* [What the task asks]:
Your job is to retype the whole listing exactly.

* [Exercise materials]:
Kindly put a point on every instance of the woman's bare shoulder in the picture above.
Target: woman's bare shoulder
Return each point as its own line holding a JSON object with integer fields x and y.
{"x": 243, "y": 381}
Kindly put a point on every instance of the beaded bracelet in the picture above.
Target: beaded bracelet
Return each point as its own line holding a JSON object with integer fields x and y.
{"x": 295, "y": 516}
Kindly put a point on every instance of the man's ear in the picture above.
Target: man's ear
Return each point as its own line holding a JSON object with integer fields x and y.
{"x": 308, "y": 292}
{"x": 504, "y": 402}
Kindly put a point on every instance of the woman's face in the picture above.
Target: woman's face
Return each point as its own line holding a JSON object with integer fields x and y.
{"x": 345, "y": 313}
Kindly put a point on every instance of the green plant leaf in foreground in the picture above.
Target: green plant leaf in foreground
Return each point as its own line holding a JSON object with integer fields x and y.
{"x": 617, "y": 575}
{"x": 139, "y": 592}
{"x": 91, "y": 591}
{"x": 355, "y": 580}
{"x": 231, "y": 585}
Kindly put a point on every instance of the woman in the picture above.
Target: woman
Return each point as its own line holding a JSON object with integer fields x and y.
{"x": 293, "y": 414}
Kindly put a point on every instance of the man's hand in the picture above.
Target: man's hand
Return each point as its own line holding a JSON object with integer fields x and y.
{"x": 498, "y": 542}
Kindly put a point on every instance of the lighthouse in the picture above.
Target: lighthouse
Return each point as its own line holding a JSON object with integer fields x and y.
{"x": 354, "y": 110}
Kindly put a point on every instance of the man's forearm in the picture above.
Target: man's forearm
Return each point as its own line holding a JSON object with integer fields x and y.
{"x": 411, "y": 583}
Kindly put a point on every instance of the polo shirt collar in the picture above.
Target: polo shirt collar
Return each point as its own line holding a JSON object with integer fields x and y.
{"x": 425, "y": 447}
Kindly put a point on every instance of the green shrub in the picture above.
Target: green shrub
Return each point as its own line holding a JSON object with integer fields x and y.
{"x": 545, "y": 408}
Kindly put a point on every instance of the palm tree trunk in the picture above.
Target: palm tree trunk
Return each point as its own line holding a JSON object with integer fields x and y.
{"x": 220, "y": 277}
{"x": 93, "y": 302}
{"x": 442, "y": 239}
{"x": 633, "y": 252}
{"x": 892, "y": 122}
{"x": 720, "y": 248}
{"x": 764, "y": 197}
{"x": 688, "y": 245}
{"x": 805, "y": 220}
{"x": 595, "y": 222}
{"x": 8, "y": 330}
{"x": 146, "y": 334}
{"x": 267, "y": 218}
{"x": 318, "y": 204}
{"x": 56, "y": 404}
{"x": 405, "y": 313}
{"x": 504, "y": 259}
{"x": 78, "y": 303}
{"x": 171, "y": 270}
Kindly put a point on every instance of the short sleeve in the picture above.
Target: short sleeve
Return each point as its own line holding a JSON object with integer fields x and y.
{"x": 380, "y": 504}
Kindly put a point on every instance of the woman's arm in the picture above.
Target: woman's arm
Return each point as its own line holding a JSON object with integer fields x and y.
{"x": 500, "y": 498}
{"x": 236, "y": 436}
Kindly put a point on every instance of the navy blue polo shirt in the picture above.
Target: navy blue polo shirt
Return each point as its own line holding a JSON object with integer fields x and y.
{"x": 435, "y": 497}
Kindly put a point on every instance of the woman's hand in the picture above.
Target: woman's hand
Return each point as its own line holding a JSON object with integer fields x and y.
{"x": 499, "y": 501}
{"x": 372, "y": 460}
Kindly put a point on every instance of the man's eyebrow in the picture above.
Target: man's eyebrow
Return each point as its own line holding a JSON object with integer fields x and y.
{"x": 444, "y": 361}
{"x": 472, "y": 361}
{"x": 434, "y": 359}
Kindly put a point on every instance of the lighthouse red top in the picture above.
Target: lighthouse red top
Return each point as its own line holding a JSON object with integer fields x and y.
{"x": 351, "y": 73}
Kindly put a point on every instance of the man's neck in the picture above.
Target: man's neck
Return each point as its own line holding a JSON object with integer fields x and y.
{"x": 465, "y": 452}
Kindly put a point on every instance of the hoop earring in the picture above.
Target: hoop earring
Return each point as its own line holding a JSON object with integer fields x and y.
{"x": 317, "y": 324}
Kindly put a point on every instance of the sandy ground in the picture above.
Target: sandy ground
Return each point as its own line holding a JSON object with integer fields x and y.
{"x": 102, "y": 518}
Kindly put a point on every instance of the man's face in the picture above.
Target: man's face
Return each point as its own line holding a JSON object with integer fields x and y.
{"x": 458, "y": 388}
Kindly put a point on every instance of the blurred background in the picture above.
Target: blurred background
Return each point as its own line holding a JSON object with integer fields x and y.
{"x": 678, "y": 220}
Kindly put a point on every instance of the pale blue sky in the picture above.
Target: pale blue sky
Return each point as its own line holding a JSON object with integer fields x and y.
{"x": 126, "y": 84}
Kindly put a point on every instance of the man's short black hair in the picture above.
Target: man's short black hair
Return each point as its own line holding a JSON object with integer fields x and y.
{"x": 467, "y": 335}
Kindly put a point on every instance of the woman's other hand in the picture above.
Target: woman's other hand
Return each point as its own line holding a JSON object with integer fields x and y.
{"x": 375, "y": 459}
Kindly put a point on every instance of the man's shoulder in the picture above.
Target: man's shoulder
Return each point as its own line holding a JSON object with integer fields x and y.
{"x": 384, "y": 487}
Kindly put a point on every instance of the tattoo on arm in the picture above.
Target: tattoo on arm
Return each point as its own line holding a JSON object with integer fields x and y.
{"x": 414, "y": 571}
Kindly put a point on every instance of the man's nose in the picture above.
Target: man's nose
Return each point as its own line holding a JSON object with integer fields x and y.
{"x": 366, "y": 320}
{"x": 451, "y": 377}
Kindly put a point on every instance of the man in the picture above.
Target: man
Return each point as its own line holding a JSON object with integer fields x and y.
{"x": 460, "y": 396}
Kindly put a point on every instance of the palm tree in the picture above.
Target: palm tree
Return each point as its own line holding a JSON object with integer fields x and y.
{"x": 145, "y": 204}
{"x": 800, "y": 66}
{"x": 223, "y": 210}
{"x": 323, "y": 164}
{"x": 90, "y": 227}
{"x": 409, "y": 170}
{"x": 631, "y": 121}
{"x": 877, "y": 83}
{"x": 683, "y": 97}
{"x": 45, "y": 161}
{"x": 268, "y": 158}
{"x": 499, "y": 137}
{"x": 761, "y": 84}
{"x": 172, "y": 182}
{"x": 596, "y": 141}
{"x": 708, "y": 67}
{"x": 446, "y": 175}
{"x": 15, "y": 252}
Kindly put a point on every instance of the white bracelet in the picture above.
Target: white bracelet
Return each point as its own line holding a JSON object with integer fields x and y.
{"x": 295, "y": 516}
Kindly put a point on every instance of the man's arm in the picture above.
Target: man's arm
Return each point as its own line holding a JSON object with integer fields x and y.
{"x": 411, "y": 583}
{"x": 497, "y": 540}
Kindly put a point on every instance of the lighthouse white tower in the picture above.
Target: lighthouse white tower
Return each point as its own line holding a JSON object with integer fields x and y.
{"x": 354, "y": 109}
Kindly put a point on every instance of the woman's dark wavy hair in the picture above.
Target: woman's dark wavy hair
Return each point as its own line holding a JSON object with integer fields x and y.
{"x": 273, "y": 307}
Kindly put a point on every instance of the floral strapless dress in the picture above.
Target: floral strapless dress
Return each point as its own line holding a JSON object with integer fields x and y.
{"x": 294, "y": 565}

* [Solution]:
Kindly put a point on every instance of the woman's bare shoulder in the picture above.
Target: woman's bare shoulder
Return each point as its own line holding a JSON object with integer fields x and y.
{"x": 243, "y": 381}
Kindly put a point on every instance of the beaded bracelet in the picture above.
Target: beaded bracelet
Return each point as its own line holding a JSON object with integer fields x and y.
{"x": 295, "y": 516}
Kindly put a point on every instance of the man's ear in the picture above.
Target: man's ear
Return each point as its own line holding a JSON object with integer fields x and y.
{"x": 308, "y": 292}
{"x": 504, "y": 402}
Kindly put a point on every instance of the woman's face in the picture above.
Target: woman's face
Return each point as its own line holding a JSON object with integer fields x and y.
{"x": 345, "y": 313}
Kindly put a point on every instance of the green plant leaf in foreground in the picture above.
Target: green plant leaf in foreground
Return each point as its own line holding a JSON object with integer fields x and y.
{"x": 617, "y": 575}
{"x": 139, "y": 592}
{"x": 91, "y": 591}
{"x": 355, "y": 580}
{"x": 231, "y": 585}
Kindly put a point on every instance of the woman in the picture above.
Target: woman
Return each point as its own line holding a JSON object with integer fields x and y.
{"x": 293, "y": 414}
Kindly put a point on every instance of the man's hand in the picture above.
Target: man's hand
Return each point as its own line holding a JSON object with integer fields x and y.
{"x": 498, "y": 542}
Kindly put a point on every instance of the lighthouse in the picture above.
Target: lighthouse
Return each point as its own line holding a JSON object with integer fields x and y.
{"x": 354, "y": 110}
Kindly put a point on every instance of the man's forearm in the picture above.
Target: man's forearm
Return each point as its own line holding a JSON object with integer fields x and y.
{"x": 411, "y": 583}
Kindly put a point on every instance of the polo shirt collar in the picture above.
Target: polo shirt collar
Return each point as its own line holding a JSON object with integer fields x and y.
{"x": 425, "y": 447}
Kindly put a point on every instance of the green shrub in the picture above.
Target: green shrub
Return each point as its own line holding a JSON object with integer fields x and y.
{"x": 545, "y": 408}
Kindly put a point on every instance of the palm tree trunk in the picture above.
Target: palm tree trunk
Return each point as its own line holding a JSON object with integer fields x and y.
{"x": 220, "y": 277}
{"x": 93, "y": 302}
{"x": 442, "y": 239}
{"x": 633, "y": 252}
{"x": 892, "y": 122}
{"x": 720, "y": 248}
{"x": 764, "y": 197}
{"x": 688, "y": 245}
{"x": 805, "y": 220}
{"x": 595, "y": 222}
{"x": 8, "y": 330}
{"x": 146, "y": 334}
{"x": 267, "y": 218}
{"x": 318, "y": 204}
{"x": 56, "y": 404}
{"x": 405, "y": 313}
{"x": 504, "y": 259}
{"x": 78, "y": 303}
{"x": 171, "y": 270}
Kindly put a point on every instance of the short sleeve in the picture above.
Target: short sleeve
Return each point as its own line holding a JSON object with integer fields x and y.
{"x": 380, "y": 504}
Kindly put a point on every instance of the woman's arm in the picture above.
Target: woman's arm
Return each point as its own line holding a JSON object with integer fields x and y.
{"x": 500, "y": 498}
{"x": 236, "y": 436}
Kindly put a point on every instance of the navy blue polo shirt in the picture above.
Target: navy blue polo shirt
Return each point as its own line holding a JSON object with integer fields x and y.
{"x": 435, "y": 497}
Kindly put a point on every instance of the woman's hand in the picture above.
Target: woman's hand
Return each point as its own line holding a JSON object with integer fields x and y.
{"x": 499, "y": 501}
{"x": 372, "y": 460}
Kindly put a point on every instance of the man's eyebrow in the picture above.
Target: man's eyebrow
Return each point as its own line holding a JSON object with integer fields x and y.
{"x": 444, "y": 361}
{"x": 472, "y": 361}
{"x": 434, "y": 359}
Kindly put a point on every instance of the lighthouse red top in the picture above.
Target: lighthouse red top
Return each point as its own line holding a JSON object with integer fields x and y.
{"x": 351, "y": 73}
Kindly put a point on every instance of the man's neck in the picture above.
Target: man's neck
Return each point as its own line holding a JSON object with integer fields x and y.
{"x": 465, "y": 452}
Kindly put a point on every instance of the hoop earring in the picture above.
Target: hoop earring
Return each point as its own line holding a JSON object with integer fields x and y.
{"x": 317, "y": 324}
Kindly put a point on every instance of the sandy ground in the picture above.
Target: sandy ground
Return each point as its own line holding a JSON object with integer fields x and y.
{"x": 102, "y": 518}
Kindly put a point on every instance of the man's face in the picture above.
Target: man's face
Return each point as its own line holding a JSON object with integer fields x and y.
{"x": 458, "y": 388}
Kindly put a point on every instance of the blurred background in the picture above.
Target: blurred background
Return each point as its own line holding a JSON object with integer fields x and y.
{"x": 678, "y": 220}
Kindly put a point on every instance of the pale blue sky in the picture above.
Target: pale blue sky
Return each point as its own line holding a JSON object with integer fields x and y.
{"x": 126, "y": 84}
Kindly put a point on every instance of the man's short black hair in the picture above.
Target: man's short black hair
Return each point as its own line holding a JSON object with integer fields x and y.
{"x": 467, "y": 335}
Kindly put a point on every instance of the woman's other hand in the picture above.
Target: woman's other hand
Return each point as its own line holding a JSON object with integer fields x and y.
{"x": 375, "y": 459}
Kindly put a point on every instance of the man's shoulder in the picture above.
Target: man's shoulder
Return each point as its own line holding a JSON object with integer fields x and y.
{"x": 384, "y": 487}
Kindly put a point on every instance of the tattoo on arm in the picture above.
Target: tattoo on arm
Return each point as its own line holding a JSON object with integer fields x and y.
{"x": 414, "y": 571}
Kindly put a point on every instance of the man's nose in the picture above.
Target: man's nose
Return each point as its own line holding a JSON object with integer fields x and y.
{"x": 366, "y": 320}
{"x": 451, "y": 377}
Kindly put a point on every instance of the man in the picture above.
Target: man
Return each point as its own line holding a JSON object with integer fields x and y.
{"x": 460, "y": 396}
Kindly put a point on every instance of the palm tree in the picture above.
Target: palm tree
Return each point as its own line holding a JSON object with integer fields x and y.
{"x": 145, "y": 204}
{"x": 800, "y": 66}
{"x": 223, "y": 210}
{"x": 323, "y": 164}
{"x": 90, "y": 227}
{"x": 409, "y": 170}
{"x": 631, "y": 121}
{"x": 877, "y": 83}
{"x": 683, "y": 97}
{"x": 45, "y": 161}
{"x": 268, "y": 158}
{"x": 499, "y": 137}
{"x": 761, "y": 84}
{"x": 172, "y": 182}
{"x": 596, "y": 141}
{"x": 708, "y": 67}
{"x": 446, "y": 175}
{"x": 15, "y": 252}
Kindly put a point on every instance of the white bracelet in the picture above.
Target: white bracelet
Return each point as its own line holding a JSON object with integer fields x and y.
{"x": 295, "y": 516}
Kindly put a point on every instance of the man's arm in the picture above.
Target: man's arm
Return each point as its own line holding a JSON object with integer fields x and y.
{"x": 411, "y": 583}
{"x": 497, "y": 540}
Kindly put a point on every instance of the lighthouse white tower in the picture above.
Target: lighthouse white tower
Return each point as its own line holding a JSON object with integer fields x and y.
{"x": 354, "y": 109}
Kindly put a point on every instance of the woman's dark wavy hair in the picture above.
Target: woman's dark wavy hair
Return each point as its own line holding a JSON object with integer fields x and y.
{"x": 273, "y": 307}
Kindly put a point on every instance of the floral strapless dress in the picture above.
Target: floral strapless dress
Return each point as its own line holding a JSON object with integer fields x and y.
{"x": 294, "y": 565}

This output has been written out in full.